## [対象本文]
脾腫とは脾臓が腫大した状態を指し,その原因としては肝疾患,血液疾患,感染症などの関与を考慮する。脾腫自体に対して治療が必要になることは少なく,脾破裂に対して,脾腫による脾機能亢進に対しての治療が必要となる。
脾臓は幼児期が最も大きく,加齢とともに縮小していく。一般には脾臓の長径×短径(spleen index)が40cm2の際に脾腫と診断する。脾腫をきたす機序として,うっ血,脾臓構成細胞以外の細胞の浸潤,炎症やそれに伴う過形成,脾臓構成細胞の悪性化などがある。原因として,門脈圧亢進症(肝硬変が80%と最多),血液疾患,代謝性疾患,感染症,膠原病,脾腫瘍などがあり,病歴や症状,画像所見が重要となる。
脾腫自体が治療対象となることは少なく,その原因疾患への対処が重要である。発熱などを伴う急性の脾腫は感染症や血液疾患などが原因のことが多い。Epstein-BarrウイルスやA型肝炎ウイルスなどのウイルス感染,マラリア,腸チフス,結核,細菌性心内膜炎,敗血症などの感染症,血球貪食症候群や急性白血病などが原因となるが,原疾患に対する加療,炎症の改善により自然軽快することが多い。慢性の経過の場合は,ほとんどは門脈圧亢進症によるものであるが,慢性白血病などの血液疾患,ウィルソン病やゴーシェ病などの代謝疾患,サルコイドーシスやアミロイドーシスなどが原因となりうるため,やはり原因疾患の特定とそれに対する加療が重要となる。

データセットの項目

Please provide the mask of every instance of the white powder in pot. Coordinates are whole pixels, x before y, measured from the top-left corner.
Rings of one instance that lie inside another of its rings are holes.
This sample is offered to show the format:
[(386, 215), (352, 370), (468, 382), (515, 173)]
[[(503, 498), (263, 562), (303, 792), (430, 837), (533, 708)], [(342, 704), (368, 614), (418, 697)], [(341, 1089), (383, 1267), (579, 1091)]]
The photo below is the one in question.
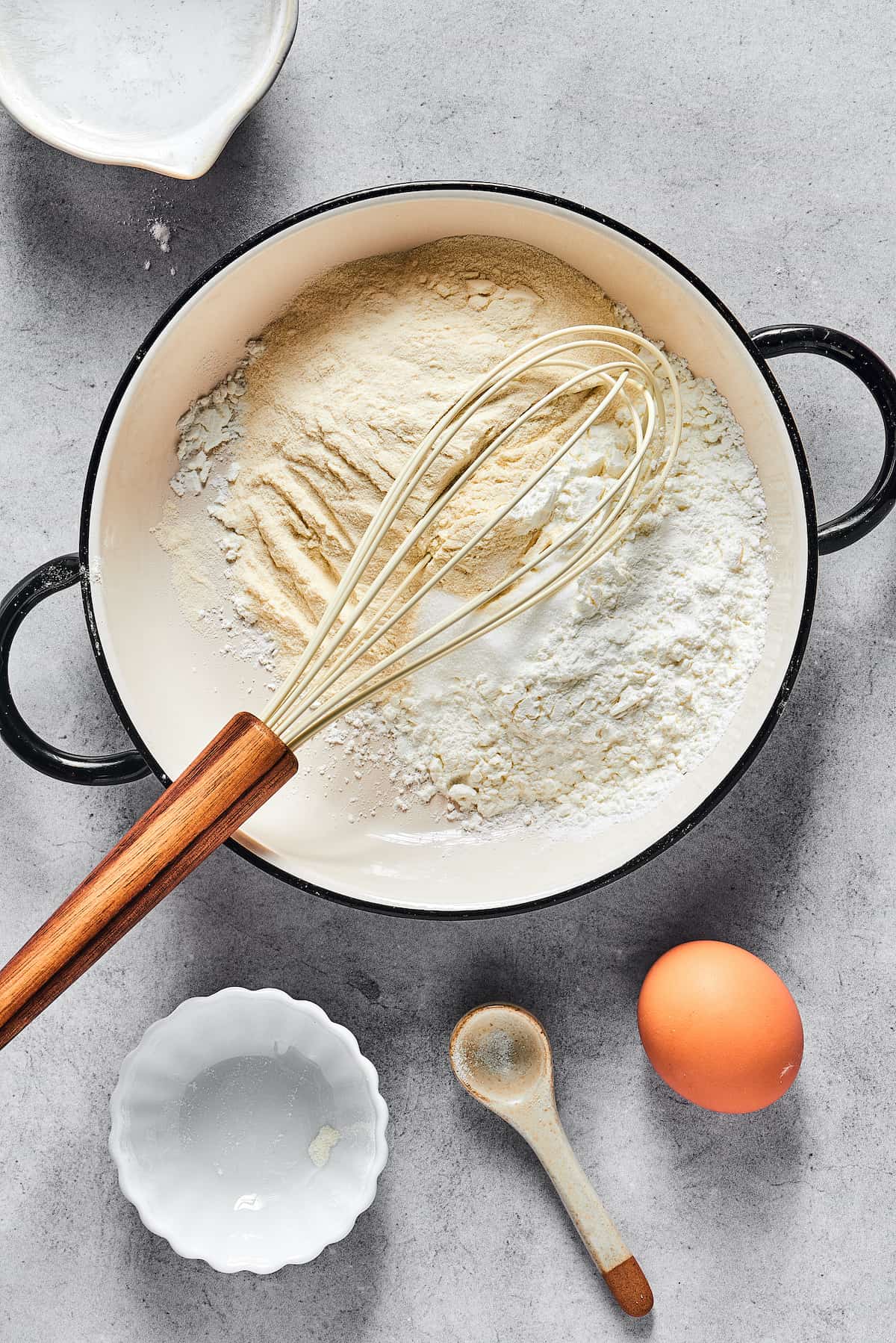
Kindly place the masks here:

...

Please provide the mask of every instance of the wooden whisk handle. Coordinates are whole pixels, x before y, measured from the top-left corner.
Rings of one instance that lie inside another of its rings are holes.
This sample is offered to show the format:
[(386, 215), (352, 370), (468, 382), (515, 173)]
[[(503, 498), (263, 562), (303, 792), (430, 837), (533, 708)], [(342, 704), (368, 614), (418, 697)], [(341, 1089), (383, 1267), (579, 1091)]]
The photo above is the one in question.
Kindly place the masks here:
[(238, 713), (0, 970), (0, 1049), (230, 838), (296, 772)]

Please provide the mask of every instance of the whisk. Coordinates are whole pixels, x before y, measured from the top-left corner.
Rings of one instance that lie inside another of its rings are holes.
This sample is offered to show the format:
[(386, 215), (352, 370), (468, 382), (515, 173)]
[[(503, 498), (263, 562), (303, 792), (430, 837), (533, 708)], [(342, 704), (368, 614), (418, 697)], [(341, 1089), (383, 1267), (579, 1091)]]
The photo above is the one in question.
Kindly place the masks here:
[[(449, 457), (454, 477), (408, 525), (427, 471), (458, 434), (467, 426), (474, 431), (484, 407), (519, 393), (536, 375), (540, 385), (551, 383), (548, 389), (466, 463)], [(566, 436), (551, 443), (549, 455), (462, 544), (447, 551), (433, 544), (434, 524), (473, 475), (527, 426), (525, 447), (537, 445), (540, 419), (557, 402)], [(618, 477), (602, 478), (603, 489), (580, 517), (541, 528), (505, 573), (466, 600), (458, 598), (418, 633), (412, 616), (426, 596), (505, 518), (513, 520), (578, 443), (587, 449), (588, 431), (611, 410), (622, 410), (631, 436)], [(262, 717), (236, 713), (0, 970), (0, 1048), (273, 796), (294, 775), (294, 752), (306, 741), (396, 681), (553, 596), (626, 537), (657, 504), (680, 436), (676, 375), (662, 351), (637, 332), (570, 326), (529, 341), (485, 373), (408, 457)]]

==

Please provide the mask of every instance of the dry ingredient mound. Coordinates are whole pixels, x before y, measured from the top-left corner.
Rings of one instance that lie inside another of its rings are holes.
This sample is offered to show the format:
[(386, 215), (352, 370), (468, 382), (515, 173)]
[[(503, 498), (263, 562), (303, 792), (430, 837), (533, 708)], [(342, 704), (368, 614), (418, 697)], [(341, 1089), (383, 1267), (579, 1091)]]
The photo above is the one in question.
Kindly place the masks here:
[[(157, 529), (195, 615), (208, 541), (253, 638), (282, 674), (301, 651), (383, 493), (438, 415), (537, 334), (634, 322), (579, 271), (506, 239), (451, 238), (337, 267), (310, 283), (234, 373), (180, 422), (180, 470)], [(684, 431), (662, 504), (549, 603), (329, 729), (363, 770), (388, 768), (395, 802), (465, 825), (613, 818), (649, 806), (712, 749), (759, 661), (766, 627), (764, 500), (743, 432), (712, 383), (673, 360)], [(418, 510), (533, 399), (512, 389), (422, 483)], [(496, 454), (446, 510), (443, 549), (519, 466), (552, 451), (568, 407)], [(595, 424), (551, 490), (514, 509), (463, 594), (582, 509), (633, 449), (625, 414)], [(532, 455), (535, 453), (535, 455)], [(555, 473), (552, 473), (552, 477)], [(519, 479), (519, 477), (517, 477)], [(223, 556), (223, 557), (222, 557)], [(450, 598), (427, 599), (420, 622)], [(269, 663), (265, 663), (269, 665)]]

## [課題内容]
脾腫に関する本文中の次の一文を英語に翻訳してください。「発熱などを伴う急性の脾腫は感染症や血液疾患などが原因のことが多い。」 上記のデータは本文の内容とは関係がありません。

## [模範解答]
Acute splenomegaly accompanied by fever or similar symptoms is often caused by infections, hematologic disorders, or the like.